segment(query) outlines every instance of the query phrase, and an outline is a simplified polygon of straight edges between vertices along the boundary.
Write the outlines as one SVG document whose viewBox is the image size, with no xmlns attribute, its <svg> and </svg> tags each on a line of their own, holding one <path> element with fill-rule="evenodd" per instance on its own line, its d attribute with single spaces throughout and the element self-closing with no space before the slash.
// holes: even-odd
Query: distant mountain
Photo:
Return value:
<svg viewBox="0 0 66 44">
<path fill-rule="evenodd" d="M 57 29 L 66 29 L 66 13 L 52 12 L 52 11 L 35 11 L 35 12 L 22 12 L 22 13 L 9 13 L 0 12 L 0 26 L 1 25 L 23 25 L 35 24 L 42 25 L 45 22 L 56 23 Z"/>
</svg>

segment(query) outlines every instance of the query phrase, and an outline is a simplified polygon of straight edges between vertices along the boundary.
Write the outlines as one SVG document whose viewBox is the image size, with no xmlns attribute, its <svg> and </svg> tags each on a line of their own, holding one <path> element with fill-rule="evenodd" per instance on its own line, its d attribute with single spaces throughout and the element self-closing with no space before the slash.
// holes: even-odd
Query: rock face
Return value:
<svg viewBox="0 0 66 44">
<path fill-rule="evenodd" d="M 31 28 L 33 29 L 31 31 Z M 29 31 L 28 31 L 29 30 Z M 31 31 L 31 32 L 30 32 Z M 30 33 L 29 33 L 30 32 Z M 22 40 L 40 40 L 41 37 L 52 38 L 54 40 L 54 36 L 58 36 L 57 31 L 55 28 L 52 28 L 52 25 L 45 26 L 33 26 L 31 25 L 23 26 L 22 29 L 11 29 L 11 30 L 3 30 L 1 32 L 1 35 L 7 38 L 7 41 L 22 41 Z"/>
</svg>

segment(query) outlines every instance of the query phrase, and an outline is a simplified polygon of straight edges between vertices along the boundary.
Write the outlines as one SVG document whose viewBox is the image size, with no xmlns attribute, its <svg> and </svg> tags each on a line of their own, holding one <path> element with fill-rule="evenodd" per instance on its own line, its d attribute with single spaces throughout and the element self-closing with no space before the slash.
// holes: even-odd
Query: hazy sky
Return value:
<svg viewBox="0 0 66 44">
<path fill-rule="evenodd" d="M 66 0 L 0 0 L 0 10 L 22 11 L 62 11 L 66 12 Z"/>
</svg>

# [DIRECTIVE]
Rewrite the entries above with "Return value" changed to "Output" wherever it occurs, keeping every other line and word the same.

# [OUTPUT FOR THIS EXERCISE]
segment(query) outlines every instance of the query phrase, and an outline is a simplified polygon of straight edges between vertices along the boundary.
Write the outlines as one SVG document whose viewBox is the image size, with no xmlns attribute, its <svg> and </svg> tags each on a line of their own, holding one <path> element with fill-rule="evenodd" per instance on its own line, its d attribute with single spaces throughout and the element self-closing with no space before the slash.
// holes: even-odd
Query: distant mountain
Photo:
Output:
<svg viewBox="0 0 66 44">
<path fill-rule="evenodd" d="M 57 29 L 66 29 L 66 13 L 52 12 L 52 11 L 35 11 L 35 12 L 22 12 L 22 13 L 9 13 L 0 12 L 0 26 L 1 25 L 23 25 L 35 24 L 42 25 L 45 22 L 56 23 Z"/>
</svg>

segment(query) outlines every instance of the query phrase, and an outline is a simplified polygon of straight edges between vertices along the boundary.
Write the outlines as one SVG document whose viewBox is the image size, with no xmlns attribute, its <svg> and </svg> tags each on a line of their own, holding one <path> element with fill-rule="evenodd" per instance on its own line, its d attribute with single spaces throughout and the element self-closing with no space before the slash.
// holes: even-odd
Query: rock face
Output:
<svg viewBox="0 0 66 44">
<path fill-rule="evenodd" d="M 31 28 L 33 29 L 31 31 Z M 29 31 L 28 31 L 29 30 Z M 31 31 L 31 32 L 30 32 Z M 30 33 L 29 33 L 30 32 Z M 22 40 L 40 40 L 41 37 L 52 38 L 54 40 L 54 36 L 58 36 L 57 31 L 55 28 L 52 28 L 52 25 L 45 26 L 33 26 L 31 25 L 23 26 L 22 29 L 11 29 L 11 30 L 3 30 L 1 32 L 1 35 L 7 38 L 7 41 L 22 41 Z"/>
</svg>

segment(query) outlines every instance of the query phrase, and an outline is a simplified polygon of straight edges between vertices along the boundary.
Write the outlines as one SVG document whose viewBox is the image size, with no xmlns attribute, its <svg> and </svg> tags each on a line of their own, holding one <path> element with fill-rule="evenodd" per instance on its own line, its d attribute with single spaces throughout and the element self-closing with no space before the slash.
// holes: even-odd
Query: hazy sky
Output:
<svg viewBox="0 0 66 44">
<path fill-rule="evenodd" d="M 66 0 L 0 0 L 0 10 L 22 11 L 62 11 L 66 12 Z"/>
</svg>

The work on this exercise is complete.